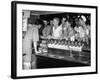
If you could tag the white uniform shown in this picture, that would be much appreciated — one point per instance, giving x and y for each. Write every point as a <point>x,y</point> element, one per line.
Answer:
<point>31,35</point>
<point>57,32</point>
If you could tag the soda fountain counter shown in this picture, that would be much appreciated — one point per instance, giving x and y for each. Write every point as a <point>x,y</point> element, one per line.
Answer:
<point>63,53</point>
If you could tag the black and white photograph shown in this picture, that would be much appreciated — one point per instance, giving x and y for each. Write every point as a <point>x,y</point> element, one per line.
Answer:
<point>53,39</point>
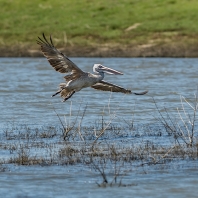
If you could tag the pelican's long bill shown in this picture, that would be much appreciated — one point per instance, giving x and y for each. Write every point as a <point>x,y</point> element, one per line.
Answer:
<point>110,71</point>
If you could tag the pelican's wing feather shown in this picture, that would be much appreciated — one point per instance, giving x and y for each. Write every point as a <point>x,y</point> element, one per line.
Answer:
<point>57,60</point>
<point>106,86</point>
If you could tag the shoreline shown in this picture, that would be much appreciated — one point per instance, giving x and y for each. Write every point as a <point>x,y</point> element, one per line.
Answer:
<point>147,50</point>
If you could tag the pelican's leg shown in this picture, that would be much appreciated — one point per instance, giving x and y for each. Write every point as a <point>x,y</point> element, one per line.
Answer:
<point>57,92</point>
<point>69,96</point>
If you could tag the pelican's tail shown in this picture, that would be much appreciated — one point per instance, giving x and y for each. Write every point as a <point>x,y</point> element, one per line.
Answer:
<point>64,93</point>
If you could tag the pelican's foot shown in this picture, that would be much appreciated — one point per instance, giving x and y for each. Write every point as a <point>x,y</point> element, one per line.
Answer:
<point>56,93</point>
<point>68,96</point>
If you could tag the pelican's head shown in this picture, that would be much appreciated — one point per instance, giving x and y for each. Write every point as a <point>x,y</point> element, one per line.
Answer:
<point>98,68</point>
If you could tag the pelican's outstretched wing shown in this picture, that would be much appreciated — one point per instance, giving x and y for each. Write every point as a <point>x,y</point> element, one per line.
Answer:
<point>106,86</point>
<point>57,60</point>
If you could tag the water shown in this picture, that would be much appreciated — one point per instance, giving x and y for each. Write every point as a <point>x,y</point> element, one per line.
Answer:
<point>26,88</point>
<point>28,83</point>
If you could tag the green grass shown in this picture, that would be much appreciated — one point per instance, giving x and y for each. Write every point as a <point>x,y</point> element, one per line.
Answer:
<point>87,22</point>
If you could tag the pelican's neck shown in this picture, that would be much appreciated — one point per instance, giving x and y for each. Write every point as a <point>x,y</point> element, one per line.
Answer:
<point>100,75</point>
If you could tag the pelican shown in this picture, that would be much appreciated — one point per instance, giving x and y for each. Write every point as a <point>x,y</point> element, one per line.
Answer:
<point>78,79</point>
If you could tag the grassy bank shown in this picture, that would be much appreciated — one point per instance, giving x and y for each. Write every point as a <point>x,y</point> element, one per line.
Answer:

----

Requirements
Switch "tag" to "mark" everywhere in the items above and give them again with nothing else changed. Leave the pictures out.

Output of the exercise
If you could mark the white uniform shown in this picture, that would be much appreciated — one point per instance, giving x and y for each. Write every point as a <point>x,y</point> element, one per line.
Answer:
<point>31,35</point>
<point>57,32</point>
If you could mark the soda fountain counter shown in this picture, that would be much appreciated — one point per instance, giving x and y for each. Write every point as a <point>x,y</point> element, one per line.
Answer:
<point>63,53</point>
If you could mark the black and white photograph shown in this picture, that would be much appreciated — one point per instance, giving x and y for each. Write every point as a <point>x,y</point> element, one per line.
Answer:
<point>53,39</point>
If you could mark the pelican's long bill shown in this picture, that would be much appreciated — one point per instance, giving x and y for each. Write every point as a <point>x,y</point> element, one per line.
Answer:
<point>110,71</point>
If you could mark the pelican's wing feather shown in this picture, that would be much appreciated — one point per instance, giving x and y for each. Write every point as a <point>x,y</point> element, one per line.
Answer:
<point>57,60</point>
<point>106,86</point>
If you could mark the shoreline shown in this picture, that would be much appreciated — one point per instance, giving x and y for each. Write every point as a <point>x,y</point> element, one per line.
Answer:
<point>147,50</point>
If you could mark the pelican's leg shown in this picture, that would be much appreciated — one point per instance, giving x and y for each. Write every point as a <point>x,y</point> element, one per line.
Answer:
<point>57,92</point>
<point>69,96</point>
If you could mark the pelican's tail shown in this picture, that would be much appreciated — one point per instance, giving x and y for each. Write every point as a <point>x,y</point> element, one per line.
Answer:
<point>64,93</point>
If you could mark the pelican's foot shown in this picture, that would be much appreciated — one point per instance, giving x and y for each. Write every point as a <point>x,y</point> element, one per line.
Answer:
<point>56,93</point>
<point>68,96</point>
If you could mark the pelican's head shown in this picture, that would be much appreciated — one point per instance, giving x and y for each. Write every point as a <point>x,y</point> element, one per line.
Answer:
<point>98,68</point>
If you could mark the pelican's outstretched wing shown in this picture, that would be much appreciated — one point per instance, giving x and y for each. Write every point as a <point>x,y</point> element, one per line.
Answer:
<point>106,86</point>
<point>57,60</point>
If you could mark the water shown in this picture, that would be much appreciated — one point per instance, giving x and y for each. Write every point as a <point>x,y</point> element, one per line.
Answer:
<point>26,88</point>
<point>28,83</point>
If you could mark the green grass shown in this picture, that would be much appreciated — one point per instance, giving x and y for each. Write every point as a <point>x,y</point> element, one per line.
Answer:
<point>87,22</point>
If you could mark the pelican's neck shown in this picture, that would be much appreciated — one point per instance, giving x and y for each. Write every point as a <point>x,y</point> element, one per line.
Answer:
<point>100,75</point>
If you could mark the pelican shown in this picture, that would be much appreciated — one point per instance, giving x and y for each. Write every point as a <point>x,y</point> element, one per line.
Answer:
<point>78,79</point>
If you could mark the grassy bank shown in this picture, that would be much appreciated — one point per instance, giving x and y for each. Write every point as a <point>x,y</point> element, one per line.
Answer:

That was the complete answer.